◆ Requirement: Reproduce, word for word, the portion of the material below that begins with the line containing "target = ocean" and ends with the final line of the material, both included.

━━━ Records provided ━━━

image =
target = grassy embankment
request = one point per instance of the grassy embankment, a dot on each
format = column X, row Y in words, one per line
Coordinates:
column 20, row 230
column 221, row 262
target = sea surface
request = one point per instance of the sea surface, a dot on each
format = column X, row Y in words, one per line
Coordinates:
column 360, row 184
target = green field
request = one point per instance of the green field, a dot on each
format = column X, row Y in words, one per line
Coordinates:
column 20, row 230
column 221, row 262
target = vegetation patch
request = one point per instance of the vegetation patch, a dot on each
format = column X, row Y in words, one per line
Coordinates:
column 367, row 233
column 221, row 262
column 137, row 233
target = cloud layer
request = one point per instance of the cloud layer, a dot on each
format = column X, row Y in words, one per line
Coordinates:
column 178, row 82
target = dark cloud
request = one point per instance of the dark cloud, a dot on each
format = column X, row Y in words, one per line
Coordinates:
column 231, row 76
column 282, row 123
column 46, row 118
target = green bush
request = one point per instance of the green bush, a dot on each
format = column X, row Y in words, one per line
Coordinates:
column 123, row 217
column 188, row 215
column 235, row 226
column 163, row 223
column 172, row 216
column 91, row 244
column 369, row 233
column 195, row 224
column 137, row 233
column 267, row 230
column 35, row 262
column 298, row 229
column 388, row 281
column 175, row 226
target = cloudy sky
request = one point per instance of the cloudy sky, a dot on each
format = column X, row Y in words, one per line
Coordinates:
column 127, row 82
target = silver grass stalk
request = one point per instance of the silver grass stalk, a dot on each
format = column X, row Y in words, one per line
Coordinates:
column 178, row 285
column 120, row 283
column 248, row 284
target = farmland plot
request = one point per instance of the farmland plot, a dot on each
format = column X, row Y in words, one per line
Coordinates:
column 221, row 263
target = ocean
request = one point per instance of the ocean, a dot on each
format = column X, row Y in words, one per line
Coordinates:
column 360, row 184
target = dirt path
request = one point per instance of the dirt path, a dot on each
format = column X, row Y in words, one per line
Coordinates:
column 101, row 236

━━━

◆ Answer for the task:
target = ocean
request = one point per instance of the ocean, a dot on each
format = column X, row Y in words, one per line
Coordinates:
column 360, row 184
target = dirt path
request = one point per instance of the dirt path, a dot on each
format = column X, row Y in words, one per line
Coordinates:
column 101, row 236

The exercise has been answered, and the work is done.